The evidence in this case establishes that: (i) Plaintiff performed under the Note by
making the Loan; (ii) Defendant defaulted under the Note by failing to pay in full all amounts
due thereunder; (iii) Defendant failed to pay all amounts due and owing after Plaintiff made
demand therefor; and (iv) as a result of Defendant’s failure to pay the amounts owing under the
Note, Plaintiff has suffered damages resulting from this failure to pay, in the amount of
outstanding principal, interest, and other fees due under the Note. (Asheroff Aff., ¶ ¶ 3; 6-9;
Exs., A, B thereto; see also, Pl.’s Req. Admis. Nos. 1-8.)
Accordingly, under Alabama law, Plaintiff is entitled to judgment as a matter of law on
its breach of contract claim against Defendant, including an award of principal, accrued and
accruing interest, late fees (and, as set forth below, attorneys’ fees and costs).
Plaintiff’s Equitable Claims.
Under Alabama law, “[t]he essence of [the theories of unjust enrichment and money had
and received] is that plaintiff . . . prove facts showing that defendant holds money which,
inequity and good conscience, belongs to plaintiff . . .” Hancock-Hazlett General Const. Co.,
Inc. v. Trane Co., 499 So.2d 1385, 1387 (Ala. 1986) (emphasis added); see also, Jewett v.
Boihem, 23 So.3d 658, 661 (Ala. 2009) (equitable claims such as an action for money had and
received “aim at the abstract justice of the case, and look solely to the inquiry, whether the
defendant holds money, which . . . belongs to the plaintiff.”)(internal citations and quotations
The evidence in this case establishes that: (i) Plaintiff extended the Loan to Defendant;
(ii) Defendant received the proceeds of the Loan; (iii) Defendant agreed to repay the Loan, as
evidenced by the Note; and (iii) Defendant subsequently failed to do so. (Asheroff Aff. ¶ ¶ 3, 6,
8-9, Ex. A; Pl.’s Req. Admis., Nos. 1-4, 8)

DATA RECORDS:
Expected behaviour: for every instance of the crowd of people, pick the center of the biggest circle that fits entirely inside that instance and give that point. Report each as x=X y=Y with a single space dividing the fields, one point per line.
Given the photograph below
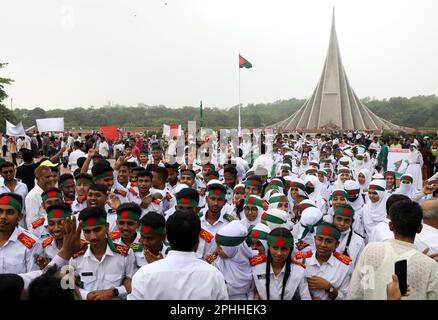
x=309 y=218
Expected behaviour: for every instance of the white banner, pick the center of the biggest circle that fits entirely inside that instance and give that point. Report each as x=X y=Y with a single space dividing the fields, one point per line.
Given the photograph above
x=50 y=124
x=15 y=131
x=397 y=161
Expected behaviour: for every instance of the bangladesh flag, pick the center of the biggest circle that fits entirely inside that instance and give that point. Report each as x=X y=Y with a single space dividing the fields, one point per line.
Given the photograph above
x=243 y=63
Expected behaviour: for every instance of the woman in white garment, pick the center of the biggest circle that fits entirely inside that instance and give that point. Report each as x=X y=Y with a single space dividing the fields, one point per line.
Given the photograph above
x=313 y=189
x=374 y=211
x=252 y=209
x=364 y=180
x=279 y=277
x=406 y=187
x=233 y=259
x=415 y=160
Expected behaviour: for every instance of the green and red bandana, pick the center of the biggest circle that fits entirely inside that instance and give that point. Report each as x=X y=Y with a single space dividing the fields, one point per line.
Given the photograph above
x=353 y=193
x=271 y=218
x=389 y=173
x=188 y=173
x=145 y=229
x=375 y=187
x=240 y=189
x=258 y=234
x=11 y=201
x=339 y=193
x=278 y=198
x=51 y=194
x=216 y=192
x=127 y=215
x=104 y=175
x=86 y=181
x=277 y=182
x=253 y=183
x=297 y=185
x=280 y=242
x=227 y=241
x=67 y=182
x=406 y=179
x=344 y=170
x=58 y=214
x=253 y=200
x=344 y=211
x=189 y=201
x=328 y=230
x=228 y=174
x=94 y=222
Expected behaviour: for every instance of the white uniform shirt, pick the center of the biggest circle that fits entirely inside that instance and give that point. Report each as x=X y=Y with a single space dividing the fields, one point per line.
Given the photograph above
x=381 y=232
x=15 y=257
x=33 y=204
x=180 y=276
x=107 y=273
x=296 y=283
x=427 y=238
x=334 y=271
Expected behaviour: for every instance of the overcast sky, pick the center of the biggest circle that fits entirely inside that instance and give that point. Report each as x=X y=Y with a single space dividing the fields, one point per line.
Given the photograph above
x=176 y=52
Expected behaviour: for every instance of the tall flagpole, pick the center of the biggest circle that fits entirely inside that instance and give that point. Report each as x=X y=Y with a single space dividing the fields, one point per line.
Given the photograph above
x=238 y=125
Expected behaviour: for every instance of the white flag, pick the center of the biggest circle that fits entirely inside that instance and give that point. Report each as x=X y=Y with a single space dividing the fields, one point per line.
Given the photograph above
x=50 y=124
x=15 y=131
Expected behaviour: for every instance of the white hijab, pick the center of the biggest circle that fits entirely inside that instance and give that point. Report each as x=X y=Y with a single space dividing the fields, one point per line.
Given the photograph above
x=236 y=268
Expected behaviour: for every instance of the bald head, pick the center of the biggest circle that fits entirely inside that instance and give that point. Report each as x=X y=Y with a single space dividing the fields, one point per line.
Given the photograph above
x=430 y=209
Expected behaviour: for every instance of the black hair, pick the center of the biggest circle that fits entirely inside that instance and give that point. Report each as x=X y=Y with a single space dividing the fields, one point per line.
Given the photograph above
x=27 y=155
x=47 y=287
x=6 y=164
x=131 y=206
x=393 y=199
x=144 y=174
x=99 y=187
x=11 y=286
x=285 y=233
x=183 y=228
x=162 y=172
x=154 y=220
x=406 y=216
x=92 y=212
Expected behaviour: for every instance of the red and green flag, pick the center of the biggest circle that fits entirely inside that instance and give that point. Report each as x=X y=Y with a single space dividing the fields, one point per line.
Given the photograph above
x=243 y=63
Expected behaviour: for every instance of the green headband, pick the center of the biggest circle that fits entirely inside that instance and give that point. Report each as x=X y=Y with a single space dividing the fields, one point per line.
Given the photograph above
x=229 y=241
x=375 y=187
x=339 y=193
x=152 y=231
x=67 y=182
x=254 y=201
x=58 y=214
x=83 y=180
x=406 y=179
x=104 y=175
x=187 y=173
x=128 y=215
x=192 y=202
x=280 y=242
x=269 y=217
x=344 y=211
x=216 y=192
x=328 y=230
x=278 y=199
x=93 y=222
x=11 y=201
x=253 y=183
x=345 y=171
x=257 y=234
x=51 y=194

LIST OF TASKS:
A - Recast the brief's paragraph that opens "The evidence in this case establishes that: (i) Plaintiff performed" as a list, keeping its main facts.
B - Write the next part of the brief on Plaintiff's claims against Defendant, starting after its final citation.

ANSWERS TO THE EXERCISES:
A -
- Plaintiff performed under the Note by making the Loan.
- Defendant defaulted under the Note by not paying in full all amounts due.
- Defendant failed to pay the amounts due and owing after Plaintiff demanded payment.
- Because Defendant failed to pay, Plaintiff has suffered damages equal to the outstanding principal, interest, and other fees due under the Note.
- Support: Asheroff Aff., ¶¶ 3 and 6-9, with Exhibits A and B; Pl.'s Req. Admis. Nos. 1-8.

B -
In light of the foregoing, Plaintiff is equitably entitled to recover from the Defendant
under the theories of unjust enrichment and money had and received all amounts owing under
the Loan as a matter of Alabama law, including accrued and accruing interest, fees and costs.
Hancock-Hazlett General Const. Co., Inc., 499 So.2d at 1387; see also, Jewett, 23 So.3d at 661.
Attorneys’ Fees and Costs.
The Note provides that Defendant shall pay Lender’s costs and expenses, including
attorneys’ fees, incurred in collecting the amounts due thereunder. (Asheroff Aff., ¶ 4; Ex. A, p.
2; Pl.’s Req. Admis. No. 3.) Under Alabama law, it is well settled that contractual provisions
relating to the payment of attorneys’ fees are enforceable. See, e.g., James v. James, 768 So.2d
356 (Ala. 2000) (holding that in Alabama one can recover for attorneys’ fees if provided for in a
statute, a contract, or by special equity); Subway Restaurants, Inc. v. Madison Square Assoc.,
Ltd., 613 So. 2d 1255, 1257 (Ala. 1993)(holding that “[i]n Alabama, in state law causes of
action, attorney fees are recoverable as part of the costs of the action. . . when provided in a
contract”)’ Knight v. Hired Hand Green, Inc., 775 So.2d 218, 222 (Ala. Civ. App. 1999)
(holding that the plaintiff “was necessarily entitled to . . . an attorney fee for collection of that
balance, pursuant to the clear terms of the contract”); Lewis v. Haleyville Mobile Home Supply,
Inc., 447 So.2d 691, 692-93 (Ala. 1984); Smith v. Combustion Resources Eng’r, Inc., 431 So.2d
1249, 1252 (Ala. 1983); Chilton Warehouse & Mfg. Co. v. Lewis, 57 So. at 101 (stating
promissory note including provision for attorneys fees is prima facie evidence of right to recover
attorneys’ fees upon proof of their value).
In regard to the reasonableness of the attorneys’ fees and expenses submitted, the Court
must consider and address the relevant factors under Alabama law, including the time spent on
the matter, and the professional experience and reputation of the attorney. See Pharmacia Corp.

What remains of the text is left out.